Perempuan Sambas Penenun Sejarah dengan Tenun Lunggi Tenun Tradisional

Budiana berharap tenun tradisional Sambas terus dilestarikan dan ditingkatkan kualitasnya agar mampu bersaing di pasar nasional maupun internasional.

Budiana: Dari Penenun Tradisional Menjadi Ikon Songket Sambas

Di Dusun Keranji, Desa Tanjung Mekar, Kabupaten Sambas, hidup seorang perempuan tangguh bernama Budiana, lahir pada 5 Agustus 1970. Sejak remaja, ia telah akrab dengan alat tenun tradisional. Memulai karier sebagai penenun upahan pada tahun 1990, Budiana kemudian memutuskan untuk menenun secara mandiri sejak 1993. Anak kedua dari lima bersaudara ini hanya sempat mengecap pendidikan hingga kelas 2 SD karena keterbatasan ekonomi.

Didukung penuh oleh keluarga, termasuk suami, anak-anak, menantu, dan cucunya, Budiana terus mengembangkan kemampuannya. Pada tahun 2006, ia mulai bergabung dalam pertemuan rutin kelompok perempuan ASOKA di bawah pendampingan Lembaga Gemawan. Ia aktif pula di kelompok PKK dan Kelompok Wanita Tani (KWT) desanya. Dari keikutsertaan tersebut, ia memberanikan diri membeli alat tenun dan mempekerjakan empat orang penenun.

Seiring waktu, Budiana dipercaya menjadi Sekretaris Jenderal Serumpun (Serikat Perempuan Pantai Utara) selama dua periode (2015–2021) dan kini menjabat Ketua Serumpun Sambas untuk periode 2024–2027. Di organisasi inilah kapasitasnya sebagai perempuan penggerak komunitas semakin terasah, melalui pelatihan-pelatihan tentang tenun, pewarna alami, desain eco-friendly, hingga manajemen usaha.

Mengenalkan Tenun Tradisional Sambas

Lewat Serumpun dan Gemawan, Budiana diperkenalkan kepada berbagai institusi, termasuk ASPPUK (Asosiasi Pendamping Perempuan Usaha Kecil) di Jakarta, Dinas Perindustrian, Perdagangan dan Koperasi Sambas, serta CTI (Cita Tenun Indonesia) yang bermitra dengan Garuda Indonesia. Dari sinilah ia mulai mengakses pelatihan lanjutan dan modal usaha yang lebih besar.

Tahun 2010, ia terlibat dalam pelatihan teknik desain motif, pengenalan bahan katun dan sutera, hingga manajemen usaha hasil kerja sama antara CTI dan Pemerintah Kabupaten Sambas. Karya-karyanya tak hanya dikenal di tingkat lokal. Pada 2012, karyanya dengan motif “Ulat Mate Ayam” mendapat penghargaan Award of Excellence for Handicraft dari UNESCO untuk kawasan Asia Tenggara. Pada 2014, ia kembali mendapat penghargaan serupa dari World Craft Council. Kain songket peraih penghargaan kini diabadikan dalam bentuk monumen Songket di Jalan Pembangunan, Kabupaten Sambas.

Uji Pemahaman:
1: Dalam teks tentang Budiana, motif apa yang ada pada karyanya yang mendapat penghargaan UNESCO tahun 2012?
2: Sambung teks tentang Budiana dan tenun Sambas, mulai setelah kalimat terakhirnya.
Data berikut berdiri sendiri dan tidak ada hubungannya dengan teks tentang Budiana.

Kumpulan Data:
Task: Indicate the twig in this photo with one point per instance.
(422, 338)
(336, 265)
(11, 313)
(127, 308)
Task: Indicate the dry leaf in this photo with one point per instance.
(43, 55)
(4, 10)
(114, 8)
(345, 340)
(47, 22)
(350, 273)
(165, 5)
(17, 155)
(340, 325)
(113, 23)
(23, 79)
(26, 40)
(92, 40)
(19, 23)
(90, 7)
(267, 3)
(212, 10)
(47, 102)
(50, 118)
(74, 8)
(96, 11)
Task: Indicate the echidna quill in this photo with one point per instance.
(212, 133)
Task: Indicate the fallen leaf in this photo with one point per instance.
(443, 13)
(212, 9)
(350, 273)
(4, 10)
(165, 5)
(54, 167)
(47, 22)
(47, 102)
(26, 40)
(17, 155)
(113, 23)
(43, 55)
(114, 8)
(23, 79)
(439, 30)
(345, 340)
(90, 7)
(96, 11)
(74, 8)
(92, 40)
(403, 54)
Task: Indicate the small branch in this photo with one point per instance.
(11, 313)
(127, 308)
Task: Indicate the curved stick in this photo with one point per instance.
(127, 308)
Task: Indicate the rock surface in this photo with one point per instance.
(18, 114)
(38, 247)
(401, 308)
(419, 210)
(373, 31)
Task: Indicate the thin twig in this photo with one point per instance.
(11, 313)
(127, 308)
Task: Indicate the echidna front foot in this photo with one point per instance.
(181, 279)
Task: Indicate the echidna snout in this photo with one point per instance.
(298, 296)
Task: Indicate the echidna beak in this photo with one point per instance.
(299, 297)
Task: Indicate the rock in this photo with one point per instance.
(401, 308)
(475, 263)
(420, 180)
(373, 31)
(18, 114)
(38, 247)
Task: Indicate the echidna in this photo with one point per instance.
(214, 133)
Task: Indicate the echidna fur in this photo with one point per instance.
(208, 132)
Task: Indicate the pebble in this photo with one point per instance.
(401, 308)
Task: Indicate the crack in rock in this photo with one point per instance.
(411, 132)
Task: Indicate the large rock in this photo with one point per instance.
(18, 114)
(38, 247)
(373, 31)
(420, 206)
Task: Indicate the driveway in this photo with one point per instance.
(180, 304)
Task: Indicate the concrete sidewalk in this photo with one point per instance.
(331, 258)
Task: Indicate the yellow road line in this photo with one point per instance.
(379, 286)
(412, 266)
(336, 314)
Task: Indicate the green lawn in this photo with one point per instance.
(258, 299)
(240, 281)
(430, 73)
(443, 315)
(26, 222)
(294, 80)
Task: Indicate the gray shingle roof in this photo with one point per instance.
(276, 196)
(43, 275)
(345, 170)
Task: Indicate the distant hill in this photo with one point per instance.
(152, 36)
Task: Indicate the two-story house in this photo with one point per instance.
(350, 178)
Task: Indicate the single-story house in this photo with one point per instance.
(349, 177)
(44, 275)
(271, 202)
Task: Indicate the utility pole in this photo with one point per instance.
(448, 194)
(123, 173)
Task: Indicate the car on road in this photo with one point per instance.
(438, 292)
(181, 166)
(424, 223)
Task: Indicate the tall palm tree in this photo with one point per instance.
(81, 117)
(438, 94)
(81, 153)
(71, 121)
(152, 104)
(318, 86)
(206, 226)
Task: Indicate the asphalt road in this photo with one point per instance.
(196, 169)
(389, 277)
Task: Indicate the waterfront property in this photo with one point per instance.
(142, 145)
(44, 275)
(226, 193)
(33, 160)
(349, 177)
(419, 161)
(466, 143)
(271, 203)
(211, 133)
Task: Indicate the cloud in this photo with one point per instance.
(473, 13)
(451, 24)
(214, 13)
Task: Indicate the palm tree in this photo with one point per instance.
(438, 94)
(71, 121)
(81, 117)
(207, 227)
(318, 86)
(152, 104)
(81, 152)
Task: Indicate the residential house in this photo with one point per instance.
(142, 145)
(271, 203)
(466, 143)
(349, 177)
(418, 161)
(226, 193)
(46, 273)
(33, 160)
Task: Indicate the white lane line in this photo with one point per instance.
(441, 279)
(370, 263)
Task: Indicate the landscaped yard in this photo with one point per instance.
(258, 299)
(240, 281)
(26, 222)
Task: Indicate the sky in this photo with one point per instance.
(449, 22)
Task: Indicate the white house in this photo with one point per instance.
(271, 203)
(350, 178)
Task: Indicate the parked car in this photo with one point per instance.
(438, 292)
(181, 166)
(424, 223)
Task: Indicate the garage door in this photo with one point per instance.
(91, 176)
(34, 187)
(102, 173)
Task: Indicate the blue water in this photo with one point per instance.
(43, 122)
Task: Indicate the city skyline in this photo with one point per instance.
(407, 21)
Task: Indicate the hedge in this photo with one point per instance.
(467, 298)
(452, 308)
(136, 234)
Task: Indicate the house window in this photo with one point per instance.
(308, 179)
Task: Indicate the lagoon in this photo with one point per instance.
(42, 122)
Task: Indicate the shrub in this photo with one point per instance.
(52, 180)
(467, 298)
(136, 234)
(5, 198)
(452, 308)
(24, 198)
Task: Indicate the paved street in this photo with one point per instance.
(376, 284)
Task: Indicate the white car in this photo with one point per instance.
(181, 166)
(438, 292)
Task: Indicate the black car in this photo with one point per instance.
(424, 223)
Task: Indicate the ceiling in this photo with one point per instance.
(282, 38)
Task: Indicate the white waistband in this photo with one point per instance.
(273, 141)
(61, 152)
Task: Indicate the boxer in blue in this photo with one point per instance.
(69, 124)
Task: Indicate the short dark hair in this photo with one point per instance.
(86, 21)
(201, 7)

Jawaban Bernomor:
1: Motif "Ulat Mate Ayam".

2:
Budiana juga aktif dalam promosi budaya ke luar negeri. Pada tahun 2020, ia mengikuti pameran antarbangsa di Kuching, Malaysia. Meski pandemi sempat memukul daya beli masyarakat dan mobilitas pengrajin, ia tetap menenun dan menjaga warisan budaya yang ia geluti sejak muda.

Tak hanya memproduksi kain songket, Budiana mengembangkan produk turunannya seperti dompet, selendang, bahan pakaian, hingga kopiah. Kini, ia memiliki galeri sendiri bernama Barkat Songket, serta pemasaran yang menjangkau lokal hingga luar negeri melalui media sosial dan pelanggan setia.

Dalam wawancaranya, Budiana menegaskan pentingnya mempertahankan tenun songket Sambas sebagai warisan budaya untuk generasi mendatang. Pendampingan berbagai pihak telah membuatnya tidak hanya tumbuh sebagai pengrajin, tetapi juga sebagai inspirasi bagi perempuan desa lainnya. “Saya sangat merasakan manfaat dari pertemuan-pertemuan kecil yang ternyata bisa membawa ke kesempatan besar,” ucapnya dengan penuh syukur.

Ketekunan dan kerja keras Budiana membuahkan hasil nyata: peningkatan ekonomi keluarga, perluasan jaringan pemasaran, hingga pengakuan internasional atas warisan budaya Sambas yang ia jaga. Kini, dari rumah sederhananya di Dusun Keranji, karya Budiana mengalir ke berbagai penjuru negeri, membawa serta cerita tentang perempuan, budaya, dan ketekunan.

 

Penulis: Siti Rahmawati, pegiat Gemawan.